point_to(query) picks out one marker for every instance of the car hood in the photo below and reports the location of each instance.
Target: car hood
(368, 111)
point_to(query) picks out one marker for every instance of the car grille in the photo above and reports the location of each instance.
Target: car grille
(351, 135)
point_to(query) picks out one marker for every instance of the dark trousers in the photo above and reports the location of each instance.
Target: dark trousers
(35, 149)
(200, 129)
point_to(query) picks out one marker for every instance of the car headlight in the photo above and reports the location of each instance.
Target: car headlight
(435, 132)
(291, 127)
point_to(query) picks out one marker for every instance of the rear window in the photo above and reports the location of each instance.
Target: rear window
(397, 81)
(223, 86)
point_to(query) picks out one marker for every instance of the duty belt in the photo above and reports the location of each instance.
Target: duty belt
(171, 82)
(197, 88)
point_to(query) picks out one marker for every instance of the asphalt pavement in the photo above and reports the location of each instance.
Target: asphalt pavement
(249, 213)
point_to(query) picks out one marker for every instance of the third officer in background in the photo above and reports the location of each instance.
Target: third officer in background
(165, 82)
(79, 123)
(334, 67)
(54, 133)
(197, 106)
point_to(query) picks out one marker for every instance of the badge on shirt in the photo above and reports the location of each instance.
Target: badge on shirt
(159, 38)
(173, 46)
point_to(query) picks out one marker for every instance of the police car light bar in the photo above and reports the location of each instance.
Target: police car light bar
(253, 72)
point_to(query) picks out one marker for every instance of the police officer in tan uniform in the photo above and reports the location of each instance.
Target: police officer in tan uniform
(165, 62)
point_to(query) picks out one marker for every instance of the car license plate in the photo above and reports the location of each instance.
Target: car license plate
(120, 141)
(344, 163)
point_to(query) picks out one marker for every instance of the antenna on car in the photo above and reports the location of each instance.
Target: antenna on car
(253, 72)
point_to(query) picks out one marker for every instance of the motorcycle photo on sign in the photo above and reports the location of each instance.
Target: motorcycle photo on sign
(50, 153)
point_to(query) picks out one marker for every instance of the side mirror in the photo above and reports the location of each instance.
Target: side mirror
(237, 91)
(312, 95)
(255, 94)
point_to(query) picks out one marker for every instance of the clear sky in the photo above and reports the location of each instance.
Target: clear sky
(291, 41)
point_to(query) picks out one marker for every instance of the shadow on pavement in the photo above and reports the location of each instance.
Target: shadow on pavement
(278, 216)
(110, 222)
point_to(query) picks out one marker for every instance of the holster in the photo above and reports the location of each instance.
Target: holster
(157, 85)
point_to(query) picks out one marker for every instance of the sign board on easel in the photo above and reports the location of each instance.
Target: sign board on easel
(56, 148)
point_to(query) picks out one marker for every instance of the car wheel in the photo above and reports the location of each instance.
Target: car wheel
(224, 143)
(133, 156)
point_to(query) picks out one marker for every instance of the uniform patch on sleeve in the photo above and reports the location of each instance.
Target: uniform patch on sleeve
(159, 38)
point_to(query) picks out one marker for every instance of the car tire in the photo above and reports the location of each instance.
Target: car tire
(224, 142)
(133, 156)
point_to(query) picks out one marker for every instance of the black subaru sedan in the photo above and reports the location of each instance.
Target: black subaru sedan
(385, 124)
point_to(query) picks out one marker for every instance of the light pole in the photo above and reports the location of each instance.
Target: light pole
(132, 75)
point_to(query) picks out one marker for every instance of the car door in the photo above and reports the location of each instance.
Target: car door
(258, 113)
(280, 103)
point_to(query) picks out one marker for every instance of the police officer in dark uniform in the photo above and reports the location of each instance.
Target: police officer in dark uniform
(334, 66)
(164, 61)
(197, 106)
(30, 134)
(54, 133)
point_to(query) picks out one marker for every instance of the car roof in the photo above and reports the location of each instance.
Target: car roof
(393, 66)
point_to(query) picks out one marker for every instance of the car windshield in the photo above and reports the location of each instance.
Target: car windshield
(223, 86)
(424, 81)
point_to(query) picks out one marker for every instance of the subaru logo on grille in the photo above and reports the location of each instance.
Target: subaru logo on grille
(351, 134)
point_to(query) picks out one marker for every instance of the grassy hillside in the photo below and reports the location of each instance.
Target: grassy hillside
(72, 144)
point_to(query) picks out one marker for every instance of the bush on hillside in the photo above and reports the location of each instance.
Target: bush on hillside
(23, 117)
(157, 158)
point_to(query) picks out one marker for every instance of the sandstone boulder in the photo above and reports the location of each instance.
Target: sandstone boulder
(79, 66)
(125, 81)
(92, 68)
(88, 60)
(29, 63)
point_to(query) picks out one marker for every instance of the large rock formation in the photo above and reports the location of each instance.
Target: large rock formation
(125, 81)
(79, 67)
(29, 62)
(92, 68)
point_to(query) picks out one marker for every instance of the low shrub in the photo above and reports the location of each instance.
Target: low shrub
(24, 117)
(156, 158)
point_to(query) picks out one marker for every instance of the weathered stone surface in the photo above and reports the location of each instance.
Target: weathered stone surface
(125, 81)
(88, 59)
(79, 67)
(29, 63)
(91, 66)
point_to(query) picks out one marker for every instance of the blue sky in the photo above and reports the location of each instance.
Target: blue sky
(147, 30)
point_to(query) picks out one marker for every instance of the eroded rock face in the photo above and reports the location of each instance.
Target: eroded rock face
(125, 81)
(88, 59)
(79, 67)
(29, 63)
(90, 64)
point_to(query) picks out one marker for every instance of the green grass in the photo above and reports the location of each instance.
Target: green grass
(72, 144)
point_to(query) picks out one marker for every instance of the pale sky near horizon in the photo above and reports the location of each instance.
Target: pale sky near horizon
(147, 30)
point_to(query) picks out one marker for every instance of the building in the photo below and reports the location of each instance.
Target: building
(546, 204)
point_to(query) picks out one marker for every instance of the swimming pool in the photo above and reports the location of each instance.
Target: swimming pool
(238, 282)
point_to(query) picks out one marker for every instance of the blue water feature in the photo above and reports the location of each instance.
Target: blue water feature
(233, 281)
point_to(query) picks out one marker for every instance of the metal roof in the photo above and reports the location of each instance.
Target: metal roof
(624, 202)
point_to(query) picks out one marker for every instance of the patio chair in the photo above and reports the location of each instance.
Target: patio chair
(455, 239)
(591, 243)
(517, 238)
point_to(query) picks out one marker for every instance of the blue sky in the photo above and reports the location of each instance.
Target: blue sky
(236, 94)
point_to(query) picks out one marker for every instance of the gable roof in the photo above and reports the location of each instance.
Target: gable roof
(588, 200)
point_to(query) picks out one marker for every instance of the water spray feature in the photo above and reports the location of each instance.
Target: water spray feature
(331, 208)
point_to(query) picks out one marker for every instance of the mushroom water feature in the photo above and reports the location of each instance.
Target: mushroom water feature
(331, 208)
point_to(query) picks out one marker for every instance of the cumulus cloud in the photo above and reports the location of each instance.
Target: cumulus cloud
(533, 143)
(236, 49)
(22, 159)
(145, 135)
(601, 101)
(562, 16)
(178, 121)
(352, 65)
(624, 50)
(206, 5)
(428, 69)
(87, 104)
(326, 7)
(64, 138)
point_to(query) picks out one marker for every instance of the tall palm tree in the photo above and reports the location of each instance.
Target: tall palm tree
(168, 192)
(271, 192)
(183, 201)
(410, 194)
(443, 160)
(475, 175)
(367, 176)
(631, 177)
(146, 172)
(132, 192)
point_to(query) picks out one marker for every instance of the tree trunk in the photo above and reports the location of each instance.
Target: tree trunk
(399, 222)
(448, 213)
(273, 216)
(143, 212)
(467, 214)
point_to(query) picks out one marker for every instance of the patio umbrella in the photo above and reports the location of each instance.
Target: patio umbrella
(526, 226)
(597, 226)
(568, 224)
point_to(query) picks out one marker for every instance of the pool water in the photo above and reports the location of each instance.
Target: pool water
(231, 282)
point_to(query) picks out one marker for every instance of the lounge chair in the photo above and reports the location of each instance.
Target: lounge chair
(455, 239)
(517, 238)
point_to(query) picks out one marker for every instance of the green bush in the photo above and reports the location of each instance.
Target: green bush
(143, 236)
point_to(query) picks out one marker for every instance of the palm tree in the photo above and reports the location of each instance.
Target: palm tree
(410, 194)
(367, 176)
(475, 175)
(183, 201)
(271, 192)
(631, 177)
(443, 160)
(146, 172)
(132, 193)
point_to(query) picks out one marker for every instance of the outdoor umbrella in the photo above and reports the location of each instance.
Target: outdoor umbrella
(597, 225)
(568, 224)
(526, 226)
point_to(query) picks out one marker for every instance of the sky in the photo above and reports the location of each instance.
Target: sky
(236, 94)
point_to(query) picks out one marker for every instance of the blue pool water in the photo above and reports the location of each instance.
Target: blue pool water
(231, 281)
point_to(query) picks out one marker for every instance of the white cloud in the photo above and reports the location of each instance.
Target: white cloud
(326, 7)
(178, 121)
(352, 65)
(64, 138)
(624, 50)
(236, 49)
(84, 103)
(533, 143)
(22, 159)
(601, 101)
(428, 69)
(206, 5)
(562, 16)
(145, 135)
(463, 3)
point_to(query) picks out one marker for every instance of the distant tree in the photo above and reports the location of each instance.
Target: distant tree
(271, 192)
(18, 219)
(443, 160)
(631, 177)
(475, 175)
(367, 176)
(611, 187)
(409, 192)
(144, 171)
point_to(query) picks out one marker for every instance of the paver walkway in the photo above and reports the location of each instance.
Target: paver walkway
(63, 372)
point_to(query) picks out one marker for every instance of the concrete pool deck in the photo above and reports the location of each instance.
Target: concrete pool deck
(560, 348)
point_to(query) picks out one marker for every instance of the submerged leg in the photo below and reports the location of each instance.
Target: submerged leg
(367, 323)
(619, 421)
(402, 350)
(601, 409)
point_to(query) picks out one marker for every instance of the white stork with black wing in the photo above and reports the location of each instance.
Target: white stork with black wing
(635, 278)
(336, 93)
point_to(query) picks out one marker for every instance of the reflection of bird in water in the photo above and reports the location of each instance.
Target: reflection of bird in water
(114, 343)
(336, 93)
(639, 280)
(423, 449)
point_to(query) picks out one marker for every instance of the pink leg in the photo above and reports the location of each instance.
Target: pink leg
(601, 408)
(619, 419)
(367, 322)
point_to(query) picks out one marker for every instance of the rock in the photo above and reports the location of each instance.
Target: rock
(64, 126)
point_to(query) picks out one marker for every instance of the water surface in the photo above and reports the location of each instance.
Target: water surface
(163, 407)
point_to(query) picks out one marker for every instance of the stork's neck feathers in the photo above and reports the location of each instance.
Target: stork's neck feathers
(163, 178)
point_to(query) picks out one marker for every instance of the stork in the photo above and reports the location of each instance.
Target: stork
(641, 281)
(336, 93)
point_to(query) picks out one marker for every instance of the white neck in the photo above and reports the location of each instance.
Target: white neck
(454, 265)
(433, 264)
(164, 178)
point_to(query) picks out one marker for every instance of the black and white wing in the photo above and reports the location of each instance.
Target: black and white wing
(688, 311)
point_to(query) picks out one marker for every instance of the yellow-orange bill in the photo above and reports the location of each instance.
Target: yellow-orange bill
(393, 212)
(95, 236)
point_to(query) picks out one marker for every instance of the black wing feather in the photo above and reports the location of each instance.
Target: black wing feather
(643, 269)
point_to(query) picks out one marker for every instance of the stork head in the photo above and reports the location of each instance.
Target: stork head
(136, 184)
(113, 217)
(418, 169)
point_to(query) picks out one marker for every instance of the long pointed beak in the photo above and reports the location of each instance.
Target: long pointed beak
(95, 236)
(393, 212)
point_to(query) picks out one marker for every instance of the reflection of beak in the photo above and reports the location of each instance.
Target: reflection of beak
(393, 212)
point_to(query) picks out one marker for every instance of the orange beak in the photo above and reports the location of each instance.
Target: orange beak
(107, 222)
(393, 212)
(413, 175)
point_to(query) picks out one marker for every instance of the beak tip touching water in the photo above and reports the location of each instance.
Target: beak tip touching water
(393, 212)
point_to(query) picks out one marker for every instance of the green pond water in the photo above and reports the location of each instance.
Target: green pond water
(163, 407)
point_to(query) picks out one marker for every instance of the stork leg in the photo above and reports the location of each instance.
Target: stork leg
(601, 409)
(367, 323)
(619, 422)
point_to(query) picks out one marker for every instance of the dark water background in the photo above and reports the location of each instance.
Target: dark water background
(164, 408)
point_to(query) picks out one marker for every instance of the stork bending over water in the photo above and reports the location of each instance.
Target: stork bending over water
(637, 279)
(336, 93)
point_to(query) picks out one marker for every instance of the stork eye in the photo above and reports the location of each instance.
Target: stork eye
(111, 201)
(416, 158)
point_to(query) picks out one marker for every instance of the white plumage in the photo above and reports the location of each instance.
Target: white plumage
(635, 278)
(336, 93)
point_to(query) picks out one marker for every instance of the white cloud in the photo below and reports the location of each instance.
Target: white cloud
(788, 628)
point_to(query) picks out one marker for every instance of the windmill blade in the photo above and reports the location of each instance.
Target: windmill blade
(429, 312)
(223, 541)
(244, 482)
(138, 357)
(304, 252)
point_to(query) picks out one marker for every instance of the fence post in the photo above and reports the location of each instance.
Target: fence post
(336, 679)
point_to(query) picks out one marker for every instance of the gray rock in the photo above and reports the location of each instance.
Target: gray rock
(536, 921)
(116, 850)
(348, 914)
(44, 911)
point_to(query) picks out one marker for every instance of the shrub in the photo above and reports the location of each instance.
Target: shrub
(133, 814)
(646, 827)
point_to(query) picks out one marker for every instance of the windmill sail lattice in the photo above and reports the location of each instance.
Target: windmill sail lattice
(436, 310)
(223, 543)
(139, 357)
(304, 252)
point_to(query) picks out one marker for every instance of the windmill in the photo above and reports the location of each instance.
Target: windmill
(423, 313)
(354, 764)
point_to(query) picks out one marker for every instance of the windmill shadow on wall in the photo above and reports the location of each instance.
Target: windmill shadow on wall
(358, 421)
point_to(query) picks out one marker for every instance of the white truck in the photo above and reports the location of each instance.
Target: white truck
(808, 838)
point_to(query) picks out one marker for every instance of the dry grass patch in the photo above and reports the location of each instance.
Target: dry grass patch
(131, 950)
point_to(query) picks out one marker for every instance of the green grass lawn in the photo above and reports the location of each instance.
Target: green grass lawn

************

Written problem:
Quote, without alteration, the final stretch of the entries: the line with "of the fence" onward to the last line.

Solution to the exercise:
point_to(query) picks out one marker for every instance of the fence post in the photo above and reports the location of each instance.
Target: fence post
(336, 679)
point_to(query) picks out one marker for every instance of the gray rock in the photo above and reports the location of each instance.
Target: gray rock
(536, 921)
(116, 850)
(348, 914)
(44, 911)
point_to(query) picks out one marker for every instance of the shrub in the photo above and reports the location of each instance.
Target: shrub
(133, 814)
(646, 827)
point_to(query) picks out one marker for every instance of the windmill sail lattice in the photo above and reports the location of each instance.
Target: windmill sail lattice
(436, 310)
(223, 543)
(139, 357)
(304, 252)
point_to(query) picks out one marker for every instance of the windmill in the photo above and reports the location of each instance.
Target: windmill
(423, 313)
(354, 764)
point_to(query) picks out one marker for every instance of the windmill shadow on wall in the photo above and reports the location of each instance.
Target: windmill shadow on wall
(358, 421)
point_to(query) picks out one marker for every instance of the white truck in the photo above and reports the location of each instance.
Target: white truck
(808, 838)
point_to(query) picks out one marker for every instance of the dry grass patch in the photo above and reports the location of each instance.
Target: dry grass patch
(131, 950)
point_to(query) picks out one marker for every instance of the green grass lawn in the photo above and reports the location of each instance.
Target: green grass lawn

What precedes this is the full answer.